Begin Document section

Declaring multiple arrays with 64 elements 1000 times faster than declaring array of 65 elements

Question

Recently I noticed declaring an array containing 64 elements is a lot faster (>1000 fold) than declaring the same type of array with 65 elements.

Here is the code I used to test this:

public class Tests{
    public static void main(String args[]){
        double start = System.nanoTime();
        int job = 100000000;//100 million
        for(int i = 0; i < job; i++){
            double[] test = new double[64];
        }
        double end = System.nanoTime();
        System.out.println("Total runtime = " + (end-start)/1000000 + " ms");
    }
}

This runs in approximately 6 ms, if I replace new double[64] with new double[65] it takes approximately 7 seconds. This problem becomes exponentially more severe if the job is spread across more and more threads, which is where my problem originates from.

This problem also occurs with different types of arrays such as int[65] or String[65]. This problem does not occur with large strings: String test = "many characters";, but does start occurring when this is changed into String test = i + "";

I was wondering why this is the case and if it is possible to circumvent this problem.

End Document section

## What you will do
Edit everything in the Java array question from "This runs in" down to "circumvent this problem.", putting "work around" in place of "circumvent".

Begin Data segment

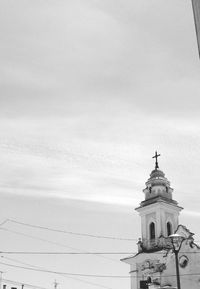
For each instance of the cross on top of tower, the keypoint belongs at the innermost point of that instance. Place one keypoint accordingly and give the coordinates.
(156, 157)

End Data segment

## Solution below
This runs in approximately 6 ms, if I replace new double[64] with new double[65] it takes approximately 7 seconds. This problem becomes exponentially more severe if the job is spread across more and more threads, which is where my problem originates from.

This problem also occurs with different types of arrays such as int[65] or String[65]. This problem does not occur with large strings: String test = "many characters";, but does start occurring when this is changed into String test = i + "";

I was wondering why this is the case and if it is possible to work around this problem.